■ EJERCICIOS PROPUESTOS
**1.** Devuelva cada línea de los registros que contenga la palabra "archivolt", teniendo en cuenta la distinción entre mayúsculas y minúsculas.
**2.** Retome el fragmento sobre Yolanda Díaz y la izquierda radical y continúelo a partir de su última frase.

■ FRAGMENTO SELECCIONADO
+-------+

Yolanda Díaz y Pablo Iglesias / Archivo

Yolanda Díaz es Pablo Iglesias mejor peinada e Irene Montero con menos voces, como Sumar es la marca blanca de Podemos: las diferencias estéticas no dan para encontrar grandes diferencias entre la enésima facción de la izquierda radical que, con distintos nombres, ha ido arruinando la convivencia, la economía y las instituciones en España desde que en 2015 iniciaran su tormento con aquellos nefandos «Ayuntamientos del cambio» que lo fueron sólo del cambiazo.

Se hagan llamar confluencias, mareas o sumas; son el mismo proyecto regresivo y represivo que no ha funcionado en ningún lugar del mundo: no existe ni un país, en ningún momento de la historia, donde haya habido progreso si se ataca la propiedad privada, se antepone el Estado a la empresa y se invade hasta el último reducto de la conciencia, la libertad y el credo individuales para fabricar ciudadanos adaptados a un canon monocolor.

+-------+

(Entradas de un conjunto de datos)

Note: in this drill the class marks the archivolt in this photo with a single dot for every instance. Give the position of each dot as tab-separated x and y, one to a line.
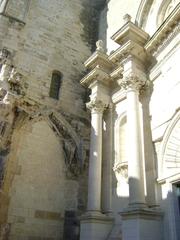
169	161
143	11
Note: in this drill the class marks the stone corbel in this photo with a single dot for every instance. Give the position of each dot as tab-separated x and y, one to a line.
96	105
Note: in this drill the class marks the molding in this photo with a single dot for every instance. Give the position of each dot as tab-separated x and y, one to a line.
132	32
166	138
96	106
165	33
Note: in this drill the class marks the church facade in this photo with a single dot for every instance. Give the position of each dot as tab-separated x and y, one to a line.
89	120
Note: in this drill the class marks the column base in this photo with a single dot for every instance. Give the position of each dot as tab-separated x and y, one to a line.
142	224
95	226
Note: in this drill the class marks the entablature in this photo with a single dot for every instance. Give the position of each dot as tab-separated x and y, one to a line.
167	30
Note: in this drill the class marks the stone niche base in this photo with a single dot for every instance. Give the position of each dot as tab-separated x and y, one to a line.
142	224
95	226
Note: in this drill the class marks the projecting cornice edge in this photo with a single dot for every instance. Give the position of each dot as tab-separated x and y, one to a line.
97	74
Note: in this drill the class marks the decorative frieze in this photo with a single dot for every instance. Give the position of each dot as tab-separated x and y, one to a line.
96	105
167	31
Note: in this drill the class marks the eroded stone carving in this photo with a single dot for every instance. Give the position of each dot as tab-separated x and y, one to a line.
72	151
132	82
96	105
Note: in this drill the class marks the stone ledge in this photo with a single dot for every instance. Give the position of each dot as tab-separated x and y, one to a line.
96	217
143	213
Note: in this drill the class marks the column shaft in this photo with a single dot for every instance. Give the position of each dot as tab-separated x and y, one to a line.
135	168
95	162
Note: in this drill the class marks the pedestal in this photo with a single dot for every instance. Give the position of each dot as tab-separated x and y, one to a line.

+-------+

■ RESPUESTAS DEL EJERCICIO
**1.**
Note: in this drill the class marks the archivolt in this photo with a single dot for every instance. Give the position of each dot as tab-separated x and y, one to a line.

**2.**
El enfrentamiento caníbal que ahora escenifican todas las tribus antisistema no obedece a diferencias sustantivas en sus recetas ni en sus intenciones, sino al prosaico reparto de las prebendas del poder, menguantes en su caso: la posición en las listas, la capacidad de colocar a los propios, la aspiración a manejar un presupuesto público o la satisfacción de unas expectativas salariales muy por encima de las que, en la vida real, obtendrían nunca.

Podemos ha pasado de ser un estado de ánimo, vampirizado hábilmente por ese aprendiz de Lenin llamado Pablo Iglesias, a una vulgar ETT que apenas aspira a colocar a la Marquesa de Galapagar en un refugio público donde quepan cuatro o cinco como ella: si antes era una organización peligrosa, hoy es una vulgar SL de carácter estrictamente alimentario.

No mucho mejor sale en la fotografía Yolanda Díaz, que lleva toda la vida acompañada de los peores, con las ideas más nefastas, y armada con un piolet para ajusticiar a quienes primero la elevaron: comenzó con Beiras, el gallego que al lado de todos éstos es un gigante, y va a terminar con Iglesias, padrino de su promoción y víctima de su ambición.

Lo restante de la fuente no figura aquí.